[begin Input]

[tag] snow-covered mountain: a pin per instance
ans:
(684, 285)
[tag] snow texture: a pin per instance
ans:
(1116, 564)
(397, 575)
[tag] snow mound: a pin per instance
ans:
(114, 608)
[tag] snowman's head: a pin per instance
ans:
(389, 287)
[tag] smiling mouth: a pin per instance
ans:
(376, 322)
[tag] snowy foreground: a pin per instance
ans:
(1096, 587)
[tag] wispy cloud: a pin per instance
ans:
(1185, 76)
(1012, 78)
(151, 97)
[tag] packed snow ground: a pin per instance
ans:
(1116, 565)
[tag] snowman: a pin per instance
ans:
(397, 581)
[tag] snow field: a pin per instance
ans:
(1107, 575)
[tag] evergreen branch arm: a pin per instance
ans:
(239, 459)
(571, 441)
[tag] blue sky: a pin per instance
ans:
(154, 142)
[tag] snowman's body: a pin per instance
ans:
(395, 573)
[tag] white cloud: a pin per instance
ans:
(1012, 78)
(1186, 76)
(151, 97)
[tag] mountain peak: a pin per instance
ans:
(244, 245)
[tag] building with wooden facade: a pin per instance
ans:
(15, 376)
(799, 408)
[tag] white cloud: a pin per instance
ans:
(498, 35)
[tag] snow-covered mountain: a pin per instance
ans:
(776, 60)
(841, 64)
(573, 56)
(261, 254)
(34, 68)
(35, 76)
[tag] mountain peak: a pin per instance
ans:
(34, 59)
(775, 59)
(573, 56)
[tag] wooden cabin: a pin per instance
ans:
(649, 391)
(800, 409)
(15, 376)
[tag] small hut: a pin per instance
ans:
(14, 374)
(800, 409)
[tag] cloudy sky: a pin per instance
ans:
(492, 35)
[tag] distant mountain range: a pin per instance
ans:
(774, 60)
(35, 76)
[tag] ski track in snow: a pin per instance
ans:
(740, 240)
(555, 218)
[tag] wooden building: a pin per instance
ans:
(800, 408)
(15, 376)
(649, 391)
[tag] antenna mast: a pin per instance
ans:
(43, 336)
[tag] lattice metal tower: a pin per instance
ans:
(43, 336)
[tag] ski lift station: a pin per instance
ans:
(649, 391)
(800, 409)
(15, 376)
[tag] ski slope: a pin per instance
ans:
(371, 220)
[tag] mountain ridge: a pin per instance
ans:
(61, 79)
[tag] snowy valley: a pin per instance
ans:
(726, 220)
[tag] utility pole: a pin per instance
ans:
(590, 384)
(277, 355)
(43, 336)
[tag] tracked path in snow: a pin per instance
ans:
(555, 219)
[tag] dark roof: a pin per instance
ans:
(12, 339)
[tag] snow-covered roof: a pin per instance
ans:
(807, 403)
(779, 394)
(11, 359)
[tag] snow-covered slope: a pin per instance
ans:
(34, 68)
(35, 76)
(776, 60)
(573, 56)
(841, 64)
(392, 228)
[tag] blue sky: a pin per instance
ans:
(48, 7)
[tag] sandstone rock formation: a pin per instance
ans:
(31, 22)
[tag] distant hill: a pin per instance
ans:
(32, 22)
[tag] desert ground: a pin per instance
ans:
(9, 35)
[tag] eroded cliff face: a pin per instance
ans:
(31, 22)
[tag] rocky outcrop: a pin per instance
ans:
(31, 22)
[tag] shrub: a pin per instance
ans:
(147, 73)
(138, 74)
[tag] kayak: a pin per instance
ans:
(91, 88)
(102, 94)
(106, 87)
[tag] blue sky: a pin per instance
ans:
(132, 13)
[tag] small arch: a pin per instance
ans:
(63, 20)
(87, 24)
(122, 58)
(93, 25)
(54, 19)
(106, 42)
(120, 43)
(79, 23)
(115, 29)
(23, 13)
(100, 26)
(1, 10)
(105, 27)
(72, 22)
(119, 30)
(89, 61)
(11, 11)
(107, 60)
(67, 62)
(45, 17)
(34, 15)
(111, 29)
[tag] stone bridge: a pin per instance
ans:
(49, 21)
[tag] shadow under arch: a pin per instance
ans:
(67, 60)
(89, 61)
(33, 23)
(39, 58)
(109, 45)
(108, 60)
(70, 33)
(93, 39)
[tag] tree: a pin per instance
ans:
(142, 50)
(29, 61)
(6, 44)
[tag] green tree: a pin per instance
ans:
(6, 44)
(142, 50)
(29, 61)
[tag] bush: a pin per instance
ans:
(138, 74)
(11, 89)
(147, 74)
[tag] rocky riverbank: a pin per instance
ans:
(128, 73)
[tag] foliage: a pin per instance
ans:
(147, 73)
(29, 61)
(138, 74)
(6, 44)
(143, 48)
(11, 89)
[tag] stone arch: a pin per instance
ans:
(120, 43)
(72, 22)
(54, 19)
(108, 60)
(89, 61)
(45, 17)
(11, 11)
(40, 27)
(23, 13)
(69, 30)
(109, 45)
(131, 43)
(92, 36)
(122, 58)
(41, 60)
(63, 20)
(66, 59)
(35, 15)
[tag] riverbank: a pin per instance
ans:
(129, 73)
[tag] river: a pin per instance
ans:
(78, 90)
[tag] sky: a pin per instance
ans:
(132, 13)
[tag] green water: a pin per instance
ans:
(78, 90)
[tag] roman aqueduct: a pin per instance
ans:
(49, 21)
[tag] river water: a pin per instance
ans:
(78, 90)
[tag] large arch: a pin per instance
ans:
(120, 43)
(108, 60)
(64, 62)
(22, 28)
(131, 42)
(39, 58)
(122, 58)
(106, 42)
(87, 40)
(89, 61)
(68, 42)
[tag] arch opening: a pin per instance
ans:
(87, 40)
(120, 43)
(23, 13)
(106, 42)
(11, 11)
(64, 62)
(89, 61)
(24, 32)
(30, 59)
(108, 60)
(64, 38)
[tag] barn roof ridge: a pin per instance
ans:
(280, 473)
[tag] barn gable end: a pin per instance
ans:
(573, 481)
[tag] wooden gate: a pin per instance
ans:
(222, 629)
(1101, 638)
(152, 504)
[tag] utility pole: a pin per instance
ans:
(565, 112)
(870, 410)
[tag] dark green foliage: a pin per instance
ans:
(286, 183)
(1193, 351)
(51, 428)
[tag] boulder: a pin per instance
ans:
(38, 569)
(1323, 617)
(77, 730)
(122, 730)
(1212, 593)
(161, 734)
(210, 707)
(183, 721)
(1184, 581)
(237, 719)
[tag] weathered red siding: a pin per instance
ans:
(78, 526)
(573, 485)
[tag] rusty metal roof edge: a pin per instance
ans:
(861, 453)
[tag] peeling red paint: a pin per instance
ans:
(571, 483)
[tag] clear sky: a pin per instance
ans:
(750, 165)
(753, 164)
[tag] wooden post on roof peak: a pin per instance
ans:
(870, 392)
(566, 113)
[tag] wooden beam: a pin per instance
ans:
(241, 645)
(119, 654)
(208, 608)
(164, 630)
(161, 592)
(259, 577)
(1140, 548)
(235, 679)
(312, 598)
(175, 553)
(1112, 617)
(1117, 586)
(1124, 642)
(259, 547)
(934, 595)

[end Input]

→ **Work to complete**: Rewrite all of the records above, switching "a pin per instance" to "one point per instance" wherever it occurs and leaving every other line unchanged.

→ **Reply**:
[tag] snow-covered mountain: one point per instance
ans:
(684, 285)
[tag] snow texture: one point per instance
ans:
(1116, 564)
(397, 575)
[tag] snow mound: one point per instance
ans:
(114, 608)
[tag] snowman's head: one point per instance
ans:
(389, 287)
[tag] smiling mouth: one point per instance
ans:
(376, 322)
[tag] snowy foreground: one point per instance
ans:
(1096, 587)
[tag] wispy cloud: one point per instance
ans:
(1185, 76)
(1012, 78)
(151, 97)
[tag] packed snow ground: one point per instance
ans:
(1116, 565)
[tag] snowman: one point per instance
ans:
(397, 581)
[tag] snow field: one point per instance
ans:
(1107, 575)
[tag] evergreen branch arm: one point per instance
ans:
(239, 459)
(571, 441)
[tag] blue sky: one point per instance
ans:
(154, 142)
[tag] snowman's body: one point per instance
ans:
(395, 573)
[tag] white cloud: one point per instance
ans:
(1012, 78)
(1186, 76)
(151, 97)
[tag] mountain peak: one point per instance
ans:
(244, 245)
[tag] building with wooden facade: one point per instance
ans:
(15, 376)
(799, 408)
[tag] white cloud: one point per instance
ans:
(498, 35)
[tag] snow-covered mountain: one point per instance
ans:
(776, 60)
(841, 64)
(573, 56)
(261, 254)
(34, 68)
(35, 76)
[tag] mountain peak: one point per instance
ans:
(34, 59)
(775, 59)
(573, 56)
[tag] wooden cabin: one point per instance
ans:
(649, 391)
(800, 409)
(15, 376)
[tag] small hut: one point per instance
ans:
(14, 374)
(800, 409)
[tag] cloudy sky: one point per instance
ans:
(492, 35)
[tag] distant mountain range: one point per instance
ans:
(774, 60)
(35, 76)
[tag] ski track in snow: one point per instance
ans:
(740, 240)
(555, 218)
[tag] wooden building: one point per instance
ans:
(800, 408)
(15, 376)
(649, 391)
[tag] antenna mast: one point per instance
ans:
(43, 336)
[tag] lattice metal tower: one point per instance
ans:
(43, 336)
[tag] ski lift station: one point per instance
ans:
(649, 391)
(800, 409)
(15, 376)
[tag] ski slope: one point per instance
ans:
(371, 220)
[tag] mountain ridge: one point per instance
ans:
(61, 79)
[tag] snowy valley: one point per instance
ans:
(726, 220)
[tag] utility pole: one point per instance
ans:
(590, 384)
(277, 355)
(43, 336)
[tag] tracked path in snow: one point per instance
ans:
(555, 219)
[tag] dark roof: one point per instance
ans:
(12, 339)
[tag] snow-covered roof: one point per instance
ans:
(807, 403)
(779, 394)
(11, 359)
[tag] snow-covered slope: one point per instance
ans:
(34, 68)
(35, 76)
(776, 60)
(573, 56)
(841, 64)
(392, 228)
[tag] blue sky: one point per instance
ans:
(48, 7)
[tag] sandstone rock formation: one point per instance
ans:
(31, 22)
[tag] distant hill: one point per instance
ans:
(32, 22)
[tag] desert ground: one point per instance
ans:
(9, 35)
[tag] eroded cliff face: one point per instance
ans:
(31, 22)
[tag] rocky outcrop: one point per instance
ans:
(31, 22)
[tag] shrub: one point per instance
ans:
(147, 73)
(138, 74)
[tag] kayak: one point per instance
ans:
(91, 88)
(102, 94)
(106, 87)
[tag] blue sky: one point per instance
ans:
(132, 13)
[tag] small arch: one point per instance
ans:
(63, 20)
(87, 24)
(122, 58)
(93, 25)
(54, 19)
(106, 42)
(120, 43)
(79, 23)
(115, 29)
(23, 13)
(100, 26)
(1, 10)
(105, 27)
(72, 22)
(119, 30)
(89, 61)
(11, 11)
(107, 60)
(67, 62)
(45, 17)
(34, 15)
(111, 29)
[tag] stone bridge: one point per instance
ans:
(49, 21)
[tag] shadow under arch: one point per instance
ans:
(67, 60)
(89, 61)
(33, 23)
(39, 58)
(109, 45)
(108, 60)
(70, 33)
(93, 39)
[tag] tree: one point per instance
ans:
(142, 50)
(29, 61)
(6, 44)
[tag] green tree: one point per instance
ans:
(6, 44)
(142, 50)
(29, 61)
[tag] bush: one point per instance
ans:
(138, 74)
(11, 89)
(147, 74)
[tag] rocky riverbank: one point per instance
ans:
(128, 73)
[tag] foliage: one point per instance
ans:
(147, 73)
(29, 61)
(138, 74)
(6, 44)
(143, 48)
(11, 89)
[tag] stone arch: one point per instance
ans:
(120, 43)
(72, 22)
(54, 19)
(108, 60)
(89, 61)
(45, 17)
(11, 11)
(40, 27)
(23, 13)
(69, 30)
(109, 45)
(131, 43)
(92, 36)
(122, 58)
(41, 60)
(63, 20)
(66, 59)
(35, 15)
[tag] riverbank: one point per instance
ans:
(129, 73)
[tag] river: one point per instance
ans:
(78, 90)
[tag] sky: one point per instance
ans:
(132, 13)
[tag] green water: one point per instance
ans:
(78, 90)
[tag] roman aqueduct: one point per instance
ans:
(49, 21)
[tag] river water: one point per instance
ans:
(78, 90)
[tag] large arch: one point per instance
ans:
(120, 43)
(108, 60)
(64, 62)
(22, 28)
(131, 42)
(39, 58)
(122, 58)
(106, 42)
(87, 40)
(89, 61)
(68, 42)
[tag] arch opening: one point per instance
ans:
(87, 40)
(120, 43)
(23, 13)
(106, 42)
(11, 11)
(64, 62)
(89, 61)
(24, 32)
(30, 59)
(108, 60)
(64, 38)
[tag] barn roof ridge: one point per instance
ans:
(280, 473)
[tag] barn gable end: one point per instance
ans:
(573, 481)
[tag] wooden gate: one point per instance
ans:
(222, 629)
(1101, 638)
(152, 504)
[tag] utility pole: one point per instance
ans:
(565, 112)
(870, 410)
[tag] dark green foliage: one point per instance
ans:
(286, 183)
(1193, 351)
(51, 428)
[tag] boulder: one point per instance
ans:
(38, 569)
(1323, 617)
(77, 730)
(122, 730)
(1212, 593)
(161, 734)
(210, 707)
(183, 721)
(1184, 581)
(237, 719)
[tag] weathered red siding: one point per instance
ans:
(78, 526)
(573, 485)
[tag] rusty metal roof edge: one point per instance
ans:
(861, 453)
[tag] peeling red paint: one point per instance
ans:
(571, 483)
[tag] clear sky: one point per instance
ans:
(750, 165)
(753, 164)
[tag] wooden post on roof peak: one point per instance
ans:
(870, 392)
(566, 113)
[tag] wooden beam: one point per instance
ans:
(241, 645)
(119, 654)
(208, 608)
(164, 630)
(161, 592)
(259, 577)
(1140, 548)
(235, 679)
(312, 598)
(175, 553)
(1112, 617)
(1117, 586)
(1124, 642)
(259, 547)
(934, 595)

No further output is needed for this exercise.